[Saved data entries]
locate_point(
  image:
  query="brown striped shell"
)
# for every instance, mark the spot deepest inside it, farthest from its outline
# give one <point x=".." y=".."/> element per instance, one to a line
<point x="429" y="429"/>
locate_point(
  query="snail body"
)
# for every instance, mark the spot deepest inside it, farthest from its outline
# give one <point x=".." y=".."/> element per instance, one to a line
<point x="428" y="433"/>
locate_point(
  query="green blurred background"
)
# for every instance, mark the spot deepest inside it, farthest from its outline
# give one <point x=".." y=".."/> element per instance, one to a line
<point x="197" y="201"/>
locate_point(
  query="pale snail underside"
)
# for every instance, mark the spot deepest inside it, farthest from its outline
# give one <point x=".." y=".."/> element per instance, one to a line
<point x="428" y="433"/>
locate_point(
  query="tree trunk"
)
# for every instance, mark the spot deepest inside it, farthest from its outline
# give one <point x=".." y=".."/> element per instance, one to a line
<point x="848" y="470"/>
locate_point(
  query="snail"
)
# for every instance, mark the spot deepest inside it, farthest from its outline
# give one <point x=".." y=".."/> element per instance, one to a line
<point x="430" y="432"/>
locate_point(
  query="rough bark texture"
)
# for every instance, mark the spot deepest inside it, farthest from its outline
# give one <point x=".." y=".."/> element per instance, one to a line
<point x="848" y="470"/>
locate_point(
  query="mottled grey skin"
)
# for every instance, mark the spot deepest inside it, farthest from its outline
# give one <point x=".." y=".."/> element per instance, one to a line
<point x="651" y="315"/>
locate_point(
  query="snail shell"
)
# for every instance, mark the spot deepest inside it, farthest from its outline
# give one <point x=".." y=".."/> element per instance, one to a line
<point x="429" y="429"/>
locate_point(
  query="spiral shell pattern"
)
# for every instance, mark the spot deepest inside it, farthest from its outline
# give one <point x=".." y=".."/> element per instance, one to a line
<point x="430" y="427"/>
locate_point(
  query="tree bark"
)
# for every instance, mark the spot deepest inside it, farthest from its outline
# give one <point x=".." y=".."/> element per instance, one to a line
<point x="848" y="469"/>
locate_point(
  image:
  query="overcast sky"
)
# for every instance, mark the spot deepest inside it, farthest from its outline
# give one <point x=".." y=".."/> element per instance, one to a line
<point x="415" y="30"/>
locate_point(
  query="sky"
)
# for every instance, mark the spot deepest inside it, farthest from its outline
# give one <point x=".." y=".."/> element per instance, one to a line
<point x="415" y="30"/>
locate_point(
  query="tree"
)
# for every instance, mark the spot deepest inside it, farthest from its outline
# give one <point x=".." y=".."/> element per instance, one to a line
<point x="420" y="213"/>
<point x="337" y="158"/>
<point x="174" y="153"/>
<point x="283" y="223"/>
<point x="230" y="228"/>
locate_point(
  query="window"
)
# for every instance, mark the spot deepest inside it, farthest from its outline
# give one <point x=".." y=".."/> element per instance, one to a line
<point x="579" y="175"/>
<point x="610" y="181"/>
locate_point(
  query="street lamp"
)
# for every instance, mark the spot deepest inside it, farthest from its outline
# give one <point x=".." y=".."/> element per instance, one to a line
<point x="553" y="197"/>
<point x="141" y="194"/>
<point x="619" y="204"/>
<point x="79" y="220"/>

• [Your task]: Each entry is to be output exactly as it was written.

• [Task result]:
locate_point(
  image:
  query="brown striped shell"
)
# for every instance, mark the spot deepest inside it, farthest from its outline
# give one <point x=".." y=".."/> element per instance, one to a line
<point x="429" y="429"/>
locate_point(
  query="snail body"
)
# for every instance, mark the spot deepest inside it, farthest from its outline
# give one <point x=".." y=".."/> element per instance, one to a line
<point x="428" y="433"/>
locate_point(
  query="green blurred background"
)
# for every instance, mark the spot deepest inside it, farthest from its outline
# give one <point x=".." y=".."/> element per instance, one to a line
<point x="197" y="201"/>
locate_point(
  query="pale snail underside"
)
# for every instance, mark the spot deepest inside it, farthest from its outline
# give one <point x=".." y=".."/> element per instance, one to a line
<point x="428" y="433"/>
locate_point(
  query="tree trunk"
)
# for every instance, mark the spot deepest inside it, farthest from its outline
# give one <point x=".." y=".."/> element per instance, one to a line
<point x="848" y="470"/>
locate_point(
  query="snail"
)
# for every instance, mark the spot deepest inside it, farthest from its outline
# give one <point x=".." y=".."/> element per instance, one to a line
<point x="430" y="432"/>
locate_point(
  query="rough bark texture"
)
# for every instance, mark the spot deepest inside it, farthest from its outline
# give one <point x=".." y=".."/> element per instance, one to a line
<point x="848" y="470"/>
locate_point(
  query="mottled grey skin"
)
# for every instance, mark the spot deepest inside it, farthest from its outline
# give one <point x=".." y=".."/> element per instance, one to a line
<point x="651" y="315"/>
locate_point(
  query="snail shell"
)
# for every instance, mark the spot deepest inside it, farthest from its outline
# give one <point x=".." y=".."/> element per instance, one to a line
<point x="429" y="429"/>
locate_point(
  query="spiral shell pattern"
)
# for every instance, mark the spot deepest inside it, farthest from its outline
# give one <point x=".." y=".."/> element per instance, one to a line
<point x="430" y="427"/>
locate_point(
  query="tree bark"
)
# for every instance, mark the spot deepest inside it, farthest from its outline
# give one <point x=".." y=".."/> element per instance, one to a line
<point x="848" y="469"/>
locate_point(
  image:
  query="overcast sky"
)
# for every instance, mark the spot deepest inside it, farthest from its outline
# give one <point x=".." y=".."/> element per instance, one to a line
<point x="415" y="30"/>
locate_point(
  query="sky"
)
# for every instance, mark the spot deepest inside it, farthest from its outline
# give one <point x=".." y=".."/> element per instance, one to a line
<point x="415" y="30"/>
locate_point(
  query="tree"
)
# for every instance, mark the spot deepest inside it, farthest from its outline
# give one <point x=".." y=".."/> element per instance, one to a line
<point x="420" y="213"/>
<point x="337" y="158"/>
<point x="174" y="153"/>
<point x="283" y="223"/>
<point x="230" y="228"/>
locate_point(
  query="window"
)
# for every instance, mark the spot deepest inside it, farthest from its outline
# give one <point x=".." y=".."/> element per instance, one to a line
<point x="579" y="175"/>
<point x="610" y="181"/>
locate_point(
  query="street lamp"
)
# for every instance, mark the spot deepest inside it, farthest from its outline
# give one <point x=".." y=".."/> element per instance, one to a line
<point x="553" y="197"/>
<point x="141" y="194"/>
<point x="619" y="204"/>
<point x="79" y="220"/>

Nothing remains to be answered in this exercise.